Tony Mulhearn became a delegate to the Liverpool Trades Council in 1964, shortly after the election of the first Wilson government. During the following months and years sharp debates and clashes took place over the direction being taken by the Labour government. Bill Sefton, who in 1963 had assumed the leadership of the Labour group on the city council on the death of Jack Braddock, became president of the Trades council and Labour Party after the previous president Eric Heffer had been elected to parliament. Sefton strenuously defended the policies of the government on devaluation, import controls, incomes policy, etc.

In 1964 Labour also took control of the Liverpool City Council. A financial crisis was smoldering, which three years later was to explode around the issue of council rents. Discovering a large deficit in the housing revenue account, Sefton proposed that this be bridged by substantial rent increases of 10 shillings (50 pence), a 25 percent increase in some cases.

When the news of the proposed rent increases reached the hard pressed council tenants a howl of protest went up. They already paid about 25 percent of their average income in rents, the highest figure in Western Europe. The question for the left was how to give the mood of anger organized expression.

§ **Work to complete**
1. Rewrite part of the passage on Liverpool, replacing "rent increases" with "rent rises". Begin at the words "In 1964 Labour" and stop after "anger organized expression.".
2. Condense the paragraph of the passage on Liverpool that opens "When the news of the proposed rent increases" into a shorter version that keeps its main facts.
3. According to the passage on Liverpool, how large a share of their average income did council tenants already pay in rent?

§ **Record excerpts**
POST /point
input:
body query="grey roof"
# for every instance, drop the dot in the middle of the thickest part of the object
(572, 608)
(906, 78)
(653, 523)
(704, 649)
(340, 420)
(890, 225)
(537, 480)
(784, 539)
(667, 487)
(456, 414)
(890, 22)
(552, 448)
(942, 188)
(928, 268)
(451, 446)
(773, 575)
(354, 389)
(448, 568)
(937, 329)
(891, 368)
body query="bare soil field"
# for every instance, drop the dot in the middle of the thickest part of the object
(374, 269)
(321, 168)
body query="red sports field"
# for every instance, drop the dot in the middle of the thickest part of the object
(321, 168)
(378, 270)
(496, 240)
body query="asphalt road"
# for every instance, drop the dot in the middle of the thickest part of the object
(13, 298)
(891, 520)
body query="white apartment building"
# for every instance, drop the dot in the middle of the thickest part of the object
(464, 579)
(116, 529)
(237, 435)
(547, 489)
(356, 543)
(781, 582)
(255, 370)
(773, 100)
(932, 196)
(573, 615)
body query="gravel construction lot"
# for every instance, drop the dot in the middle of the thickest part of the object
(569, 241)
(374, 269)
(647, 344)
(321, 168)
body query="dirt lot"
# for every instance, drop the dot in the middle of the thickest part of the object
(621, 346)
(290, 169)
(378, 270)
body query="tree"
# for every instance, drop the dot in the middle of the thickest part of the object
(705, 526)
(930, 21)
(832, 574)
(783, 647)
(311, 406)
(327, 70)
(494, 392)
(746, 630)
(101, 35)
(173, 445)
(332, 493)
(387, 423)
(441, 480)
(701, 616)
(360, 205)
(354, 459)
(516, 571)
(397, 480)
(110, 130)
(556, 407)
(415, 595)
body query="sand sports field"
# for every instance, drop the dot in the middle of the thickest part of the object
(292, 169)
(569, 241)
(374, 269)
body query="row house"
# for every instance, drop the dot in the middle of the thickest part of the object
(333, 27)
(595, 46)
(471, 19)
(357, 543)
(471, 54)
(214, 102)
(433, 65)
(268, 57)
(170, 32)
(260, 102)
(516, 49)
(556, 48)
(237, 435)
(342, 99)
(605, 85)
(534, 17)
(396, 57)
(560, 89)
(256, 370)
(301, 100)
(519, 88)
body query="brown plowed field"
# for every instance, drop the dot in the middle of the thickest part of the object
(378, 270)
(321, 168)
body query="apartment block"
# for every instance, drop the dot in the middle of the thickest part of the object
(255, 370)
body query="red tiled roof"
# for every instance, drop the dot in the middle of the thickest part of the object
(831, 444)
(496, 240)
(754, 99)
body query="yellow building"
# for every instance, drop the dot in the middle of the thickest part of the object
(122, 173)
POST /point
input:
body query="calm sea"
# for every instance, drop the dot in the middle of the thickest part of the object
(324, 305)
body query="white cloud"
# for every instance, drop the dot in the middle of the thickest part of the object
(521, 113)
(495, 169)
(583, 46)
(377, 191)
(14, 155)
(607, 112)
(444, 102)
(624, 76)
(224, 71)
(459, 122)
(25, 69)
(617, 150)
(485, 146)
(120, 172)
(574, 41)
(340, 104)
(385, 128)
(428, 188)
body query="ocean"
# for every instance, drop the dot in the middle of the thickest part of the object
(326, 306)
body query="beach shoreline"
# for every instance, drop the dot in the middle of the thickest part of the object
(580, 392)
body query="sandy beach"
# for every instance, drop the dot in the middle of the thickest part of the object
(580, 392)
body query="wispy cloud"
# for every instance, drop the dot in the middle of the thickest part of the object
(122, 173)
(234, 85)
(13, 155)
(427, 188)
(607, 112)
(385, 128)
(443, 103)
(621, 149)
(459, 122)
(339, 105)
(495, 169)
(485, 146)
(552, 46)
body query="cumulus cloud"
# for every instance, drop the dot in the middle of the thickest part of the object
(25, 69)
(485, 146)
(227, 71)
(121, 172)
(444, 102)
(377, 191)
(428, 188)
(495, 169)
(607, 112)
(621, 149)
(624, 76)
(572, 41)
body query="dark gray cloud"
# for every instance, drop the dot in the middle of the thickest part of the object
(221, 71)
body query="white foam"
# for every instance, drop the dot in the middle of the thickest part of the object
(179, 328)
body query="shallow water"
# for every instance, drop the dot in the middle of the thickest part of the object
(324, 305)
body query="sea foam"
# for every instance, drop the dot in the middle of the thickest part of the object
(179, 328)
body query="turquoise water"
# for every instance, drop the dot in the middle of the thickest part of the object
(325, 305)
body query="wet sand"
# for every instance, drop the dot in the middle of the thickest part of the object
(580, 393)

§ **Responses in order**
1.
In 1964 Labour also took control of the Liverpool City Council. A financial crisis was smoldering, which three years later was to explode around the issue of council rents. Discovering a large deficit in the housing revenue account, Sefton proposed that this be bridged by substantial rent rises of 10 shillings (50 pence), a 25 percent increase in some cases.

When the news of the proposed rent rises reached the hard pressed council tenants a howl of protest went up. They already paid about 25 percent of their average income in rents, the highest figure in Western Europe. The question for the left was how to give the mood of anger organized expression.

2. Council tenants protested loudly against the proposed rent increases, since they already paid about 25 percent of their average income in rent, the highest figure in Western Europe. The left had to find a way to give their anger organized expression.

3. About 25 percent.